• **Short problem**
Quote all of the entries word for word.

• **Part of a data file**
━━━━━━━━━━━━━━━━
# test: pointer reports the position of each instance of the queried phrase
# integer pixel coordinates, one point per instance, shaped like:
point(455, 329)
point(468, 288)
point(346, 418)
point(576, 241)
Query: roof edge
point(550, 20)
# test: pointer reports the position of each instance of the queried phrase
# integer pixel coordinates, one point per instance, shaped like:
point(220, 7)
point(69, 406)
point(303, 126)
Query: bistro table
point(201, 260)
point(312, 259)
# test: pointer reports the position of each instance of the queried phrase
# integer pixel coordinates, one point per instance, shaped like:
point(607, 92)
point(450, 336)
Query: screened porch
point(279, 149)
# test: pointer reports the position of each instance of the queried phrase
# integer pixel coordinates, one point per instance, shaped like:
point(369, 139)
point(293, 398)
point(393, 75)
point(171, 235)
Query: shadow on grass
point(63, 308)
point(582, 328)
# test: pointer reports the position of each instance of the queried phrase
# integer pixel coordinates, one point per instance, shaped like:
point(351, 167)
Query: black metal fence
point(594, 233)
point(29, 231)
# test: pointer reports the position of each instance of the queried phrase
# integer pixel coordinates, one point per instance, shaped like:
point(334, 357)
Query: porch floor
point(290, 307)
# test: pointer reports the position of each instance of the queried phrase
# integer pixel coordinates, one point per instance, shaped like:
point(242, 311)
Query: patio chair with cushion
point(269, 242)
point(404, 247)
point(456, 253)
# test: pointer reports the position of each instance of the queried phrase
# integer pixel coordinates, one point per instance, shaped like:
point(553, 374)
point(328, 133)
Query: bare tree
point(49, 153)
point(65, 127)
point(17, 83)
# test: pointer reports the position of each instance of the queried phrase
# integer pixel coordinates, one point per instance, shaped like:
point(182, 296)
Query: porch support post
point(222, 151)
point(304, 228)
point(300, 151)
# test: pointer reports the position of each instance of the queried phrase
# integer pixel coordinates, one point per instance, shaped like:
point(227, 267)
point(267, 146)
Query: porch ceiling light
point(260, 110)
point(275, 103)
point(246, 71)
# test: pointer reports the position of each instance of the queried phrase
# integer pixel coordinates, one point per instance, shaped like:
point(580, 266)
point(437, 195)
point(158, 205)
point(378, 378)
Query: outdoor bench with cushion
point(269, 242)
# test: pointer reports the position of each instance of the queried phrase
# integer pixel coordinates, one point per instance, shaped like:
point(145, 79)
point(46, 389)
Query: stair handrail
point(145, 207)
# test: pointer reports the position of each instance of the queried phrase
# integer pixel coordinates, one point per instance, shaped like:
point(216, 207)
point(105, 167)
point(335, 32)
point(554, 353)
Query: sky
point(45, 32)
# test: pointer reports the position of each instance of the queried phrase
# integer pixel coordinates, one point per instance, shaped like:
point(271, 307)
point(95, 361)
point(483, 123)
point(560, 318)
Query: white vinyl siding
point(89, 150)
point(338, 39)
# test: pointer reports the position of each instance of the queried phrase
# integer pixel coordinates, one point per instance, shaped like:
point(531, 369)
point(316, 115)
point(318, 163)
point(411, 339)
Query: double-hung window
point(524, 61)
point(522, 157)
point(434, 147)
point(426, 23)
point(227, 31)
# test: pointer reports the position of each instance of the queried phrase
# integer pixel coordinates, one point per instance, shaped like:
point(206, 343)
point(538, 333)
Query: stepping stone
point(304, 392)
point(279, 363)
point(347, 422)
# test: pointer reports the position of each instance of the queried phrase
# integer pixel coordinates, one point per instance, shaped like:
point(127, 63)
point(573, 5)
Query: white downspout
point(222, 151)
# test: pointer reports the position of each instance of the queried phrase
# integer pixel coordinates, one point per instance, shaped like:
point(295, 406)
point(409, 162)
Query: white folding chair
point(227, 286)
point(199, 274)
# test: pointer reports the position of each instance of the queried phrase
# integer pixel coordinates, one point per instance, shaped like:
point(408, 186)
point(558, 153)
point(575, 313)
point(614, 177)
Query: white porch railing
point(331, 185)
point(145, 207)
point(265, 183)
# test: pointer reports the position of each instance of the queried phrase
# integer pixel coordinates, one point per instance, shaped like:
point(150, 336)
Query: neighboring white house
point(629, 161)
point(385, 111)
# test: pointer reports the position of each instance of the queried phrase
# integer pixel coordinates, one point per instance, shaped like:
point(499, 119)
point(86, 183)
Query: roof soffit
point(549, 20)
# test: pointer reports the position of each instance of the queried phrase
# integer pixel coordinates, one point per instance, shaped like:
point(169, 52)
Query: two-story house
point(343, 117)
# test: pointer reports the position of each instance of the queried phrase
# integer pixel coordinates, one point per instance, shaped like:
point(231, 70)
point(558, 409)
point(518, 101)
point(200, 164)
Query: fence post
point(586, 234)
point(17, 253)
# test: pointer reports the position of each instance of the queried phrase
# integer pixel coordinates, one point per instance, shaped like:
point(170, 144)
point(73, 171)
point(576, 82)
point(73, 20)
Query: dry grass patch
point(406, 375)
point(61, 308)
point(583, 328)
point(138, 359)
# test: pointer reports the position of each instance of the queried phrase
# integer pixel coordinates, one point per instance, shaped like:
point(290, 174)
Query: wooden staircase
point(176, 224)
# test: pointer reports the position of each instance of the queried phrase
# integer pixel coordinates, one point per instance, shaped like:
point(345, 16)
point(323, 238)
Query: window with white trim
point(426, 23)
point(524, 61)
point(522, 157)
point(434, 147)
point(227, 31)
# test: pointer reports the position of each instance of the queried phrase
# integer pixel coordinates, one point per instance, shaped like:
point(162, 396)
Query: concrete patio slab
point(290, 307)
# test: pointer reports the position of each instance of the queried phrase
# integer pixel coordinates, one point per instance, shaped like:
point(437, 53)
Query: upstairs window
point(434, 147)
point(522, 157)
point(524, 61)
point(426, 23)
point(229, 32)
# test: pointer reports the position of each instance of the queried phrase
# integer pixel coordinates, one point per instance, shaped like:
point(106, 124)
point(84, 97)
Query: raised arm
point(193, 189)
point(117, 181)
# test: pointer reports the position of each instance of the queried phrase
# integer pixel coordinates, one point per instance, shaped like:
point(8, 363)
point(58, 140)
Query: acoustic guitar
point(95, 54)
━━━━━━━━━━━━━━━━
• **Task output**
# test: pointer reports the position of each instance of the queried phrase
# integer pixel coordinates, one point per instance, shaped like:
point(455, 329)
point(468, 288)
point(346, 418)
point(576, 241)
Query: roof edge
point(550, 20)
# test: pointer reports the position of each instance of the queried phrase
# integer pixel coordinates, one point per instance, shaped like:
point(220, 7)
point(69, 406)
point(303, 126)
Query: bistro table
point(201, 260)
point(312, 259)
# test: pointer reports the position of each instance of the queried phrase
# integer pixel coordinates, one point per instance, shaped like:
point(607, 92)
point(450, 336)
Query: screened porch
point(279, 149)
# test: pointer reports the position of each instance of the queried phrase
# integer pixel coordinates, one point per instance, shaped like:
point(369, 139)
point(293, 398)
point(393, 75)
point(171, 235)
Query: shadow on grass
point(63, 308)
point(582, 328)
# test: pointer reports the position of each instance of the queried phrase
# integer pixel coordinates, one point per instance, shaped like:
point(351, 167)
Query: black metal fence
point(594, 233)
point(29, 231)
# test: pointer reports the position of each instance of the queried phrase
# integer pixel coordinates, one point per instance, shaped like:
point(334, 357)
Query: porch floor
point(290, 307)
# test: pointer reports the position of each instance of the queried phrase
# integer pixel coordinates, one point per instance, shaped like:
point(242, 311)
Query: patio chair with cushion
point(269, 242)
point(404, 247)
point(456, 253)
# test: pointer reports the position of each instance of the queried phrase
# integer pixel coordinates, one point per instance, shaped like:
point(553, 374)
point(328, 133)
Query: bare tree
point(49, 153)
point(65, 127)
point(17, 83)
# test: pointer reports the position of each instance of the queried phrase
# integer pixel coordinates, one point per instance, shaped like:
point(182, 296)
Query: porch support post
point(222, 151)
point(304, 228)
point(300, 151)
# test: pointer reports the position of each instance of the queried phrase
# integer pixel coordinates, one point per instance, shaped like:
point(227, 267)
point(267, 146)
Query: porch ceiling light
point(260, 110)
point(275, 103)
point(246, 71)
# test: pointer reports the position of each instance of the queried phrase
# integer pixel coordinates, one point per instance, shaped like:
point(580, 266)
point(437, 195)
point(158, 205)
point(378, 378)
Query: outdoor bench with cushion
point(269, 242)
# test: pointer reports the position of each instance of the queried phrase
# integer pixel coordinates, one point per instance, shaped like:
point(145, 79)
point(46, 389)
Query: stair handrail
point(145, 207)
# test: pointer reports the position of each instance of the queried phrase
# integer pixel coordinates, one point per instance, shaped like:
point(216, 207)
point(105, 167)
point(335, 32)
point(554, 353)
Query: sky
point(45, 32)
# test: pointer reports the position of each instance of the queried phrase
# integer pixel coordinates, one point per instance, shaped like:
point(271, 307)
point(95, 361)
point(483, 123)
point(560, 318)
Query: white vinyl siding
point(89, 150)
point(338, 39)
# test: pointer reports the position of each instance of the queried phrase
# integer pixel coordinates, one point per instance, shaped like:
point(531, 369)
point(316, 115)
point(318, 163)
point(411, 339)
Query: double-hung window
point(524, 61)
point(522, 157)
point(434, 147)
point(426, 23)
point(227, 31)
# test: pointer reports the position of each instance of the queried phrase
# integer pixel coordinates, one point per instance, shaped like:
point(206, 343)
point(538, 333)
Query: stepping stone
point(304, 392)
point(279, 363)
point(347, 422)
# test: pointer reports the position of each instance of the queried phrase
# integer pixel coordinates, one point per instance, shaped like:
point(127, 63)
point(573, 5)
Query: white downspout
point(222, 151)
# test: pointer reports the position of each instance of the queried phrase
# integer pixel coordinates, one point per instance, shaped like:
point(295, 406)
point(409, 162)
Query: white folding chair
point(227, 286)
point(199, 274)
# test: pointer reports the position of each instance of the queried phrase
# integer pixel coordinates, one point per instance, shaped like:
point(408, 186)
point(558, 153)
point(575, 313)
point(614, 177)
Query: white porch railing
point(331, 185)
point(145, 207)
point(265, 183)
# test: pointer reports the position of each instance of the queried phrase
# integer pixel coordinates, one point per instance, shaped like:
point(150, 336)
Query: neighboring white house
point(629, 161)
point(385, 111)
# test: pointer reports the position of each instance of the queried phrase
# integer pixel coordinates, one point per instance, shaped like:
point(499, 119)
point(86, 183)
Query: roof soffit
point(549, 20)
# test: pointer reports the position of each instance of the queried phrase
# integer pixel coordinates, one point per instance, shaped like:
point(169, 52)
Query: two-story house
point(343, 117)
# test: pointer reports the position of each instance of the queried phrase
# integer pixel coordinates, one point per instance, shaped like:
point(231, 70)
point(558, 409)
point(518, 101)
point(200, 164)
Query: fence post
point(586, 234)
point(17, 253)
# test: pointer reports the position of each instance of the queried phrase
# integer pixel coordinates, one point per instance, shaped like:
point(170, 144)
point(73, 171)
point(576, 82)
point(73, 20)
Query: dry grass patch
point(406, 375)
point(61, 308)
point(583, 328)
point(138, 359)
# test: pointer reports the position of each instance of the queried phrase
# integer pixel coordinates, one point per instance, shaped like:
point(290, 174)
Query: wooden staircase
point(176, 224)
# test: pointer reports the position of each instance of the queried phrase
# integer pixel coordinates, one point per instance, shaped like:
point(345, 16)
point(323, 238)
Query: window with white trim
point(426, 23)
point(524, 61)
point(522, 157)
point(434, 147)
point(227, 31)
# test: pointer reports the position of each instance of the queried phrase
# integer pixel coordinates, one point per instance, shaped like:
point(162, 396)
Query: concrete patio slab
point(290, 307)
# test: pointer reports the position of each instance of the queried phrase
# integer pixel coordinates, one point per instance, shaped like:
point(437, 53)
Query: upstairs window
point(434, 147)
point(522, 157)
point(524, 61)
point(426, 23)
point(229, 32)
# test: pointer reports the position of each instance of the queried phrase
# integer pixel coordinates, one point per instance, shaped like:
point(106, 124)
point(84, 97)
Query: raised arm
point(193, 189)
point(117, 181)
# test: pointer reports the position of each instance of the queried phrase
# integer pixel coordinates, one point per instance, shaped like:
point(8, 363)
point(58, 140)
Query: acoustic guitar
point(95, 54)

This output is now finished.